Directive: Express the rows below as a JSON list of strings, one string per line, and leave out any blank lines.

Records for processing:
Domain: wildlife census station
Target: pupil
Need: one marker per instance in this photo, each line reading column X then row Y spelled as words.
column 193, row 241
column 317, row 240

Written answer:
[
  "Domain: wildlife census station",
  "Target: pupil",
  "Need: one marker per instance in this photo, each line reading column X then row Y spelled as words.",
  "column 193, row 241",
  "column 317, row 240"
]